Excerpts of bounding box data
******************************

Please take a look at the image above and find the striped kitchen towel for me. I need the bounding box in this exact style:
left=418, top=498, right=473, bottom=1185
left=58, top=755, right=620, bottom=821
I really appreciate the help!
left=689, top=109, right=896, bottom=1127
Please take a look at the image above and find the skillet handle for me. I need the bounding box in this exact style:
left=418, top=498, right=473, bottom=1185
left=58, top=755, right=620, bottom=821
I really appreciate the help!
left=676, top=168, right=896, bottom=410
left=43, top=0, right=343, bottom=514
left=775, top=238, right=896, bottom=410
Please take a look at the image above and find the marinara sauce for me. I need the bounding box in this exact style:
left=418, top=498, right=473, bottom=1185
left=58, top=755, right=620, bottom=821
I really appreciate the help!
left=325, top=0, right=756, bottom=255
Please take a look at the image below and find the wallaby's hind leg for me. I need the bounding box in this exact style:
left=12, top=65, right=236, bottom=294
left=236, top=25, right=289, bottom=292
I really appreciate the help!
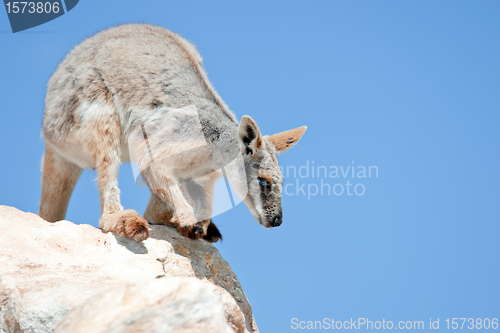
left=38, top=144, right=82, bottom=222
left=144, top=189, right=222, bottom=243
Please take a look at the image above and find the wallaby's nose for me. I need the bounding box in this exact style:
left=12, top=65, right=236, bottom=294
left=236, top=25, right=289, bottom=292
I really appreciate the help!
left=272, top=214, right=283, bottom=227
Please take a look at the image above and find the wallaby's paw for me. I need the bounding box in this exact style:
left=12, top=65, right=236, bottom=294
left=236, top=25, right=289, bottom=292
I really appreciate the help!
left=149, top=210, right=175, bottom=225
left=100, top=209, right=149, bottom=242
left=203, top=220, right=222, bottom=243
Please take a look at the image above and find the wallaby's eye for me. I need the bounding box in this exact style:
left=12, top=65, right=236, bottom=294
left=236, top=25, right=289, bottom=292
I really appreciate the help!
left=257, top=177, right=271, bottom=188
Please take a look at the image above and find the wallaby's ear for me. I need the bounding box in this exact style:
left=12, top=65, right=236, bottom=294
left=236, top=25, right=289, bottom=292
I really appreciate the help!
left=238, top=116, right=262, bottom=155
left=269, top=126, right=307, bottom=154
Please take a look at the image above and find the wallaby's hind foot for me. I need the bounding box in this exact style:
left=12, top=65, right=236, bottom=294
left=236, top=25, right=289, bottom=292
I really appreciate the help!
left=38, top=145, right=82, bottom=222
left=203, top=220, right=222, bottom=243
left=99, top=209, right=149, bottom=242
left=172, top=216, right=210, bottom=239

******************************

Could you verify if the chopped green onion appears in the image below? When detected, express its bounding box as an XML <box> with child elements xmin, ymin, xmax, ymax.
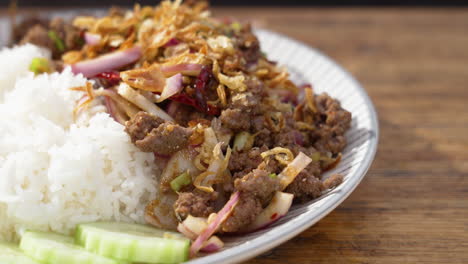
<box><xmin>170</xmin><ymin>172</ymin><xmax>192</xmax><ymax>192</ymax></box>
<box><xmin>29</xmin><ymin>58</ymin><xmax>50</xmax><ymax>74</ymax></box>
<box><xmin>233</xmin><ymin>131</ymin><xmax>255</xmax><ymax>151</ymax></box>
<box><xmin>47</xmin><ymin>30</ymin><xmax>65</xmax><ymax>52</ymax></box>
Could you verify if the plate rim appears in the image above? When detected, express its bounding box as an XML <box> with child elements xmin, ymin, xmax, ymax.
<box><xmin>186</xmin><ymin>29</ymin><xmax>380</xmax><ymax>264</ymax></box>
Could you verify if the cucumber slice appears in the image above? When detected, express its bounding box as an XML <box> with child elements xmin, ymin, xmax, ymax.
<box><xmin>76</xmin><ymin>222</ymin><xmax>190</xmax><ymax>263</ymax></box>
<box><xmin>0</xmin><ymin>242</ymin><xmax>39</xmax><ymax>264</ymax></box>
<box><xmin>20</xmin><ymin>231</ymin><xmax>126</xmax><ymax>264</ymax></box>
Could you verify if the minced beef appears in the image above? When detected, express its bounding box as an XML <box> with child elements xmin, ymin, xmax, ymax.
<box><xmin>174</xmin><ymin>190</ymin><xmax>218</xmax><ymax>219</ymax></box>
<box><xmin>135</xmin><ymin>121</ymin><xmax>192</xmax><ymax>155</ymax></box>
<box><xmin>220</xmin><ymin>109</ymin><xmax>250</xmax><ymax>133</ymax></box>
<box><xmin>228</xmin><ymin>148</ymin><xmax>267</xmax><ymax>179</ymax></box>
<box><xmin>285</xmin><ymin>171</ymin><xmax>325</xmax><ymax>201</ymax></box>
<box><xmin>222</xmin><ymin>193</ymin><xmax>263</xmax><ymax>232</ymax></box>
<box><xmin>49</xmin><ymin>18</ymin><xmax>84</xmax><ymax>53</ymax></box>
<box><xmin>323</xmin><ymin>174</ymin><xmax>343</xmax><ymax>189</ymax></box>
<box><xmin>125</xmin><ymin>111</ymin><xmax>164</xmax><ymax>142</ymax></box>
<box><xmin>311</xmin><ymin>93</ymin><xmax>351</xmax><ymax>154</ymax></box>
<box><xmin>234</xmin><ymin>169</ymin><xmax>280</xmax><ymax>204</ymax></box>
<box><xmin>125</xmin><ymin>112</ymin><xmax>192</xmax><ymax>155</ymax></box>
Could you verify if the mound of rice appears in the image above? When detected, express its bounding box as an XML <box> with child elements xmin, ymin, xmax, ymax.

******************************

BRIEF: Please copy out the rows that begin at the line containing "find the striped" and stop after the line containing "left=325, top=0, right=756, bottom=255", requests included. Shift every answer bounding box coordinate up by 102, and leave the requests and their sample coordinates unchanged.

REPLY:
Please take a look at the image above and find the striped kitchen towel for me. I need the bounding box in this exact style:
left=418, top=498, right=473, bottom=1185
left=58, top=755, right=620, bottom=821
I really appreciate the help!
left=791, top=211, right=998, bottom=1229
Please take a look at the image above and find the skillet handle for me. I need the bounding box in this exact style:
left=418, top=498, right=473, bottom=1185
left=58, top=755, right=620, bottom=821
I really appreciate the help!
left=778, top=270, right=998, bottom=512
left=145, top=102, right=445, bottom=616
left=877, top=340, right=998, bottom=512
Please take a look at the image above and find the marinara sauce for me. I need the bounding box in this exact style:
left=418, top=498, right=473, bottom=1185
left=58, top=755, right=620, bottom=821
I really appreciate the help!
left=427, top=102, right=858, bottom=357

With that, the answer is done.